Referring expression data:

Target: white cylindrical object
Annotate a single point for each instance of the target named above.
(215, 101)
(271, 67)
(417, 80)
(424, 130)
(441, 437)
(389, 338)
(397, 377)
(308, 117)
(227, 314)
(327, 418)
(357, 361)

Exercise description: Would you transcribe every entry exactly, leaving nothing out?

Written solution:
Target: white cylindrical object
Annotate a single point for each instance of the target named above.
(215, 101)
(271, 67)
(417, 80)
(424, 130)
(441, 437)
(389, 338)
(397, 377)
(308, 117)
(227, 314)
(327, 418)
(357, 361)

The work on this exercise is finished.